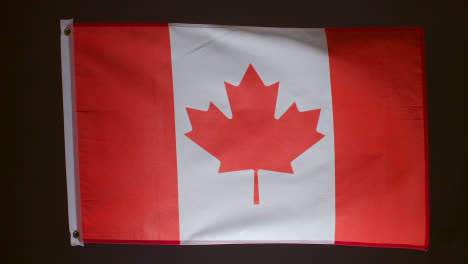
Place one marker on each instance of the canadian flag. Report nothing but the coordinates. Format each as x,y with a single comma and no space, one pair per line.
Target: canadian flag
202,134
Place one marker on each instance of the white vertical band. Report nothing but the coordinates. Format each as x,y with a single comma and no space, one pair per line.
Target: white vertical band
69,122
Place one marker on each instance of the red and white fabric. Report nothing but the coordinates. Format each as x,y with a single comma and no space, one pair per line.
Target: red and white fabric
203,134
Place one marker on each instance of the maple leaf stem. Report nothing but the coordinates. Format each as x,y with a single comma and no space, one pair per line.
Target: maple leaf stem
256,192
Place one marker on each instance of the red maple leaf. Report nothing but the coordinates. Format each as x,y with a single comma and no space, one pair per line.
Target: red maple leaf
253,138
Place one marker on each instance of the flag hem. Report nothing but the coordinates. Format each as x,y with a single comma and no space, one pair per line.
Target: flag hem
69,123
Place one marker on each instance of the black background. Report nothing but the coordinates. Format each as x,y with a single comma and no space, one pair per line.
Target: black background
37,224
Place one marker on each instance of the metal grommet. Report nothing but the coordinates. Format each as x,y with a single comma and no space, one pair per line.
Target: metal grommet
76,234
67,32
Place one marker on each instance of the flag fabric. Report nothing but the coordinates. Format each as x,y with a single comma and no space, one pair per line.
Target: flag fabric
203,134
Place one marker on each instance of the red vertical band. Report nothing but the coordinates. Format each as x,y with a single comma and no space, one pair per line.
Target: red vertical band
126,133
378,106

### [Exercise description]
In the listing above, find the line that contains "Place one marker on each instance of the black". Write it out exactly, along with each line after it up to and including the last.

### [Exercise solution]
Place one marker on each instance of the black background. Report nothing but the coordinates. Format each as x,y with a single comma and no space, one pair per line.
Target: black background
37,224
Place one marker on each instance of the metal grommet. Report nothing but the coordinates. Format each as x,y with a single comma and no space, one pair per line.
Target: metal grommet
76,234
67,32
Place one marker on each instance of the flag fabric. Report nothing but the coordinates. Format each as x,y with a single comma and no space, one pair per line.
Target: flag fabric
203,134
Place one marker on each instance of the red vertical band. Report nothing but the coordinates. Format each as x,y with a single comma and no space, one pair per line.
Target: red vertical band
126,133
378,106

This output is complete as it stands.